Partout sur la planète et notamment en Europe, chercheurs et ONG alertent sur la présence de pesticides, résidus médicamenteux et polluants industriels dans les océans. Cette pollution diffuse, issue de l’agriculture, de l’industrie et des rejets urbains, progresse depuis plusieurs décennies déjà. Elle affecte les écosystèmes, la biodiversité et potentiellement la santé humaine.
C’est comme si la mer pouvait tout absorber sans conséquence. Les analyses reportées par Reporterre révèlent pourtant une accumulation préoccupante de molécules persistantes dans les eaux et les organismes marins. Des résidus de médicaments, comme les antibiotiques ou les antidépresseurs, sont désormais détectés jusque dans des zones éloignées de toute activité humaine. Selon une étude de l’Ifremer publiée en 2024, plus de 80 % des échantillons côtiers en France présentent des traces de polluants chimiques.

····················

# TRAVAIL DEMANDÉ
Prolongez l'extrait ci-dessus sur la pollution chimique des océans en reprenant juste après sa dernière phrase.

# DONNÉES FOURNIES
····················

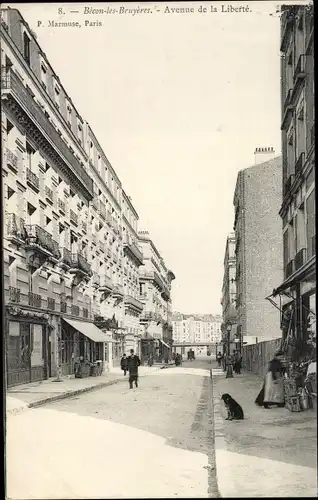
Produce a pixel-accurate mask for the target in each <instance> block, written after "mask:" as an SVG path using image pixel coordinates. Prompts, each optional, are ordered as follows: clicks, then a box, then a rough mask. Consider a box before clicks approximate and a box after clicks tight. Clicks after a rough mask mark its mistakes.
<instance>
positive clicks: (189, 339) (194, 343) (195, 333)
mask: <svg viewBox="0 0 318 500" xmlns="http://www.w3.org/2000/svg"><path fill="white" fill-rule="evenodd" d="M221 325H222V317H221V316H218V315H216V316H214V315H212V314H202V315H189V314H180V313H174V314H173V316H172V328H173V341H174V342H175V343H177V344H183V343H185V344H193V349H194V352H195V353H196V355H197V356H198V355H206V354H207V352H208V350H209V349H208V345H209V344H214V345H217V344H220V343H221V339H222V333H221ZM205 343H206V345H205V346H204V345H203V346H195V345H194V344H205ZM180 352H181V351H180ZM184 352H185V350H184Z"/></svg>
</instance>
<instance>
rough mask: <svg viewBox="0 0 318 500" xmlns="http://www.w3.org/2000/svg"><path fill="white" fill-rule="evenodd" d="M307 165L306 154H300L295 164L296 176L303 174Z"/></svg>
mask: <svg viewBox="0 0 318 500" xmlns="http://www.w3.org/2000/svg"><path fill="white" fill-rule="evenodd" d="M304 163H305V153H300V155H299V157H298V160H297V161H296V163H295V176H297V175H298V174H301V172H302V170H303V167H304Z"/></svg>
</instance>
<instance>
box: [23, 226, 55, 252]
mask: <svg viewBox="0 0 318 500" xmlns="http://www.w3.org/2000/svg"><path fill="white" fill-rule="evenodd" d="M24 227H25V230H26V233H27V244H28V245H29V246H30V247H33V246H36V247H39V248H42V249H44V250H46V251H48V252H50V253H51V254H52V255H53V257H54V258H56V259H59V258H60V257H61V252H60V250H59V245H58V243H57V241H55V240H53V238H52V235H51V234H50V233H48V232H47V231H45V229H43V228H42V227H40V226H38V225H37V224H26V225H25V226H24Z"/></svg>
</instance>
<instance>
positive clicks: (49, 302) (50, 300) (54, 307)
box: [47, 297, 55, 311]
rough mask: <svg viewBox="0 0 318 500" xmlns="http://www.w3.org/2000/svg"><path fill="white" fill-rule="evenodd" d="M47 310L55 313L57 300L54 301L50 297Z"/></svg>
mask: <svg viewBox="0 0 318 500" xmlns="http://www.w3.org/2000/svg"><path fill="white" fill-rule="evenodd" d="M47 308H48V309H49V310H50V311H55V299H52V298H51V297H48V299H47Z"/></svg>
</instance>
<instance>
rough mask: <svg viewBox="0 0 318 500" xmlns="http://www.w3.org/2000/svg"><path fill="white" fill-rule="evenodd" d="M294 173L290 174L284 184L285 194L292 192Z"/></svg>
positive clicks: (284, 191)
mask: <svg viewBox="0 0 318 500" xmlns="http://www.w3.org/2000/svg"><path fill="white" fill-rule="evenodd" d="M294 178H295V176H294V174H290V176H289V177H288V178H287V180H286V182H285V184H284V196H287V195H288V194H289V193H290V190H291V187H292V185H293V182H294Z"/></svg>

····················

# RÉSULTAT ATTENDU
L’agriculture intensive relargue des pesticides via les cours d’eau, les stations d’épuration filtrent mal certains composés, et l’industrie continue d’émettre des substances difficiles à dégrader. Cette contamination généralisée s’inscrit dans un contexte plus large de pressions environnementales croissantes. La mer devient le réceptacle final d’activités terrestres mal régulées, transformant les océans en archives toxiques de nos modes de production.
Par ailleurs, certaines molécules perturbent le système hormonal des espèces marines, modifient les chaînes alimentaires et pourraient, à terme, se retrouver dans l’alimentation humaine. Malgré cela, les régulations restent fragmentées et souvent en retard sur les découvertes scientifiques. L’océan révèle surtout les limites d’un modèle incapable de contenir ses propres excès.